Exercise directions >> Return every line in the rows below that contains the word "cliff", copying each such line in full and without changes.

══════

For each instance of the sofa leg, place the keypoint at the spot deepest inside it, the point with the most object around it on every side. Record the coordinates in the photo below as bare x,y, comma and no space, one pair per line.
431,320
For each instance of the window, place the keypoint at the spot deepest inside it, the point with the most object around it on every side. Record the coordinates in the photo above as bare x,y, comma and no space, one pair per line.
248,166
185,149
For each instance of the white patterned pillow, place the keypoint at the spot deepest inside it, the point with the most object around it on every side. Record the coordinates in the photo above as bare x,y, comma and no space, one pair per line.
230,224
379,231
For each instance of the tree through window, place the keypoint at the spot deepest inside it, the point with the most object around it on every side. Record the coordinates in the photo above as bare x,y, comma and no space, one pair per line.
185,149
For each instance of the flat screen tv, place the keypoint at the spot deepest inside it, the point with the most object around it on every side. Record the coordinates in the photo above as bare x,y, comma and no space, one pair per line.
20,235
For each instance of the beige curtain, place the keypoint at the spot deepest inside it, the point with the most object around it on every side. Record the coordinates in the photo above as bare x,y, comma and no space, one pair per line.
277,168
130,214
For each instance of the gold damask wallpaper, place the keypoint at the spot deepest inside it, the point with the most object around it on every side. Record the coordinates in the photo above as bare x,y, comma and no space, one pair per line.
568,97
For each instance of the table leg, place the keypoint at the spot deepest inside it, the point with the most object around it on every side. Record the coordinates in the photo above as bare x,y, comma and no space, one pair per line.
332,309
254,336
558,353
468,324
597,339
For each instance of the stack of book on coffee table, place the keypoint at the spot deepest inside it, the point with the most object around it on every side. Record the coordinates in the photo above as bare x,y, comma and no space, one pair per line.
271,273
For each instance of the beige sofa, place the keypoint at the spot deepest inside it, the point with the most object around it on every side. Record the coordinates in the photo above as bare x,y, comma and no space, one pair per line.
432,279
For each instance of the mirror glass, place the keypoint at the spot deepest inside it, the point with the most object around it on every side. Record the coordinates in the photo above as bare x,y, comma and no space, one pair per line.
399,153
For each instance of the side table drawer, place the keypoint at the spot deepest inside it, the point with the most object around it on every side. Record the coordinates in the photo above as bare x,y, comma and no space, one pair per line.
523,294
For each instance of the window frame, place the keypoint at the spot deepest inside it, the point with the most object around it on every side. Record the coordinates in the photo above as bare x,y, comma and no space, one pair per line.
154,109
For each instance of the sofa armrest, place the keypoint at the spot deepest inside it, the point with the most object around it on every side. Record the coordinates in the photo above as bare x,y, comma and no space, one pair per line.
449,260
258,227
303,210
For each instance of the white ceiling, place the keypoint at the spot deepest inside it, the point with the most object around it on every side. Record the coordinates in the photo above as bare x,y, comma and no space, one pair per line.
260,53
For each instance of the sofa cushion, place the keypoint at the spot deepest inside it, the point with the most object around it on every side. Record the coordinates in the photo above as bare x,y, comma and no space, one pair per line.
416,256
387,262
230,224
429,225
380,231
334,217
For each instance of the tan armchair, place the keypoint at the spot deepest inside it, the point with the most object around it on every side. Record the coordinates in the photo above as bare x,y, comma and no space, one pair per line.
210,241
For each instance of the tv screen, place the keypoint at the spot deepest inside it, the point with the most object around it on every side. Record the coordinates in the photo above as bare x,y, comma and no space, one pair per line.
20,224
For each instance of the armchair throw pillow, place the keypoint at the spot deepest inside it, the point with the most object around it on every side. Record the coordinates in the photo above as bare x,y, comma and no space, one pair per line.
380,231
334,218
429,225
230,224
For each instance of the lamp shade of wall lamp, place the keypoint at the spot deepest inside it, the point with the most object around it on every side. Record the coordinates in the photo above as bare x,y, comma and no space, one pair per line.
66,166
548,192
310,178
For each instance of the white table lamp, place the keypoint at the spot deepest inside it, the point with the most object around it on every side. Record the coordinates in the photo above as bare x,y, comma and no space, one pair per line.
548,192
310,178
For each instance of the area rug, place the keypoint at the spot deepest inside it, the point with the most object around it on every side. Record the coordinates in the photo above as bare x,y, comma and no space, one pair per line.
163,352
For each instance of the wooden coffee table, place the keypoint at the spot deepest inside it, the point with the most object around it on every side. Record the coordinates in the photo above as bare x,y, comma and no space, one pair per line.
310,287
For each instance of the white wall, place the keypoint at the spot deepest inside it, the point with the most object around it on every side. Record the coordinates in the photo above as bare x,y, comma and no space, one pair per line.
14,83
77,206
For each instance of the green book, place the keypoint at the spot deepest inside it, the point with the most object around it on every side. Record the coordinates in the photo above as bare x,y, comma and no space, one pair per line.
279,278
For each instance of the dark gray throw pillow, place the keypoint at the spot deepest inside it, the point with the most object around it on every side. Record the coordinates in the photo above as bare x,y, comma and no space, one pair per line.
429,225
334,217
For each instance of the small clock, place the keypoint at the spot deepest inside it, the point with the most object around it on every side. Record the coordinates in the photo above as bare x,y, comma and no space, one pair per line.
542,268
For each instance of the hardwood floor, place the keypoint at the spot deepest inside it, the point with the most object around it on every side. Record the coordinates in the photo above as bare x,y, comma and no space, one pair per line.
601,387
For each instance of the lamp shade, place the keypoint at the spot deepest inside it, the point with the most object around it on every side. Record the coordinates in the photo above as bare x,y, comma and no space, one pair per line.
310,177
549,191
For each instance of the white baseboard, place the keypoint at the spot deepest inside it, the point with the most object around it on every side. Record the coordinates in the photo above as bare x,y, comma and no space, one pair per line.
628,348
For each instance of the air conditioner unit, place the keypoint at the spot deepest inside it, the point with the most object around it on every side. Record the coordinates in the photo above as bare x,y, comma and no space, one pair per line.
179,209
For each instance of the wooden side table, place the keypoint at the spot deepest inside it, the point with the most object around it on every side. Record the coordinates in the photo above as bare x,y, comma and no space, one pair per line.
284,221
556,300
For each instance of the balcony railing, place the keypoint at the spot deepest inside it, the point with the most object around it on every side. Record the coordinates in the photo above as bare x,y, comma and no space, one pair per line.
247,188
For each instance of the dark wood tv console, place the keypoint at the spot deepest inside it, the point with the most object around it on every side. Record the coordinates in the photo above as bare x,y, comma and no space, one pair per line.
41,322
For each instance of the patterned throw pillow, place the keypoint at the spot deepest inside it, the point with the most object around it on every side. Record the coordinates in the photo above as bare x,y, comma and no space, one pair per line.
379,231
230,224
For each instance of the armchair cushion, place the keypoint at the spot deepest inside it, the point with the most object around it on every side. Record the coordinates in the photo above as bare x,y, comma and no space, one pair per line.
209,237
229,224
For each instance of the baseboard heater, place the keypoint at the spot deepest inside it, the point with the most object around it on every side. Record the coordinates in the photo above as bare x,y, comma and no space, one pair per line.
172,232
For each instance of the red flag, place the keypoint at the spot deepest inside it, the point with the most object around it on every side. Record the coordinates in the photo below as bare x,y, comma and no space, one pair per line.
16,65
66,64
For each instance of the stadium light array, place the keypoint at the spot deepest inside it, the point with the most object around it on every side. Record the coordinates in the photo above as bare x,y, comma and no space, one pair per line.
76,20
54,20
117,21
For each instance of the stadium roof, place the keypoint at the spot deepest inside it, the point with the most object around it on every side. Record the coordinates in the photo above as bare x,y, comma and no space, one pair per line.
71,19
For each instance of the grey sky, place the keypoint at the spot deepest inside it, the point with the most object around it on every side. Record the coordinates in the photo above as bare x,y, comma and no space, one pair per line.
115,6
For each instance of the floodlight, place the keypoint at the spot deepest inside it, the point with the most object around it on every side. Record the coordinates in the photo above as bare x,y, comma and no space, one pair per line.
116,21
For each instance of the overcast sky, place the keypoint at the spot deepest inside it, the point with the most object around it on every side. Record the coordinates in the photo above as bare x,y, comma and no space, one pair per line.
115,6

══════

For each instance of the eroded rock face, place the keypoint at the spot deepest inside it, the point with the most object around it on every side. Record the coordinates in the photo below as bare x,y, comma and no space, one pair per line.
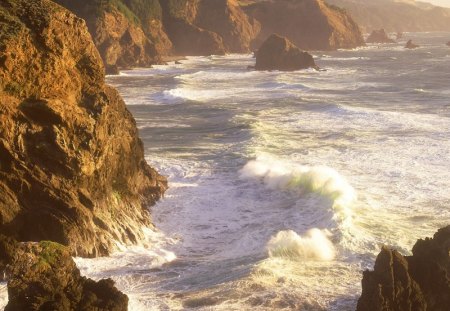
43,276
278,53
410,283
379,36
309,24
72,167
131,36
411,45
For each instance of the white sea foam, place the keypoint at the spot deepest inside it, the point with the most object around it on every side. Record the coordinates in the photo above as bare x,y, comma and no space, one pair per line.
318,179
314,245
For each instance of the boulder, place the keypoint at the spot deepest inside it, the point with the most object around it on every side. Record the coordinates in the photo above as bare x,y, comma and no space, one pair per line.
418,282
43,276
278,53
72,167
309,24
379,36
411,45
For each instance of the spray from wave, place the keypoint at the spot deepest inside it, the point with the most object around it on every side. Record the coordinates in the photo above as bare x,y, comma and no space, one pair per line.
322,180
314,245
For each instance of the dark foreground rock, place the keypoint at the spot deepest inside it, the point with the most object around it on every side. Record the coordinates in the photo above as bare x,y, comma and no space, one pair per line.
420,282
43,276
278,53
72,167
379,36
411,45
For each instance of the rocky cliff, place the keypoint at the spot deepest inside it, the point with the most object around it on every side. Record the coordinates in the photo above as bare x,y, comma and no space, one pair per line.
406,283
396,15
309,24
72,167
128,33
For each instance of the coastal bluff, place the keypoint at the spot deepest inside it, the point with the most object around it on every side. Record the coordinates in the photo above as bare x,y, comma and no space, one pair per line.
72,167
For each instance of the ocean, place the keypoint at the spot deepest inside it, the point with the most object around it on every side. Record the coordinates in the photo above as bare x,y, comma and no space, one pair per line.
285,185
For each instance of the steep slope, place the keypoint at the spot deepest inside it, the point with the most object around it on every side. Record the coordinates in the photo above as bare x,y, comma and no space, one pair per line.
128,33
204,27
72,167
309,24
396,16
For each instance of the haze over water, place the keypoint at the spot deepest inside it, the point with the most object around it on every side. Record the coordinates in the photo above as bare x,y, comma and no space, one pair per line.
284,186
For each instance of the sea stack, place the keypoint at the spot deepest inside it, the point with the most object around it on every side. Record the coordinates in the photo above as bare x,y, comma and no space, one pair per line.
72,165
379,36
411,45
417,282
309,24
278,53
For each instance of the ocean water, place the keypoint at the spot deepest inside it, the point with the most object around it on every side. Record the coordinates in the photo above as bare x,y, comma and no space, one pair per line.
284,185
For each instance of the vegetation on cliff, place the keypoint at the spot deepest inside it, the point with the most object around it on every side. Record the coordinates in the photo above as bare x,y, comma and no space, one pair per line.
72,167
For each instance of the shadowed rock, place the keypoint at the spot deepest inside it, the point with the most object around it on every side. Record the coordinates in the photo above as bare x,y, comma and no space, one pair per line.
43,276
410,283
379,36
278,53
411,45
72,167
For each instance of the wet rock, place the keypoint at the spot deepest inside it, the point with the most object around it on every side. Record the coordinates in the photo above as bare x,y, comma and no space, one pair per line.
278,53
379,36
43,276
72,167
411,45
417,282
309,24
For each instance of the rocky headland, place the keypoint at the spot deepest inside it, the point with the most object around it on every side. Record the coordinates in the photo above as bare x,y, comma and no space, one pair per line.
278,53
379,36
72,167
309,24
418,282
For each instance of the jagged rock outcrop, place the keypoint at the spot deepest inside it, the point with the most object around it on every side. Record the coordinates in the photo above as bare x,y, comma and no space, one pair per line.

══════

Response >>
For each instance of the rocky cliff, place the keypoint at the spot deepest inside it, the point with the most object around it on every side. Record the coordinates in the photo above as bare x,y, comma and no space, one pair per line.
For each instance of the vegetation on cliff, place the keypoint at the spot deepest inside it, the point with the most object around it on every side. Record the coordinates in the photo above as bare x,y, comma and no space, one pair per line.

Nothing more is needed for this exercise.